WHAT YOU WILL DO.
Present the listing below as a numbered list, leaving out any blank lines.

RECORDS SUPPLIED.
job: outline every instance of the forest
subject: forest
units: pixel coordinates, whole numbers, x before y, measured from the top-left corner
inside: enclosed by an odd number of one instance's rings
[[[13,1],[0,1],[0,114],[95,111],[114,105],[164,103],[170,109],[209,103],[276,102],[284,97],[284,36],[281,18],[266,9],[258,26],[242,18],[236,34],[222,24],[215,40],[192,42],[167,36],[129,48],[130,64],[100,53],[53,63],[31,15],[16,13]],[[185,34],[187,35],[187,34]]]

SOLUTION FOR THIS PROBLEM.
1. job: outline every instance of the forest
2. subject: forest
3. units: pixel coordinates, whole numbers, x before y, measured from the top-left corner
4. inside: enclosed by an odd number of one instance's rings
5. [[[13,1],[0,1],[0,114],[95,111],[114,105],[164,103],[170,109],[209,103],[276,102],[284,97],[284,36],[281,18],[266,9],[258,26],[242,18],[236,34],[222,24],[215,40],[192,42],[167,36],[129,48],[130,64],[100,53],[53,63],[31,15],[16,13]],[[185,34],[187,35],[187,34]]]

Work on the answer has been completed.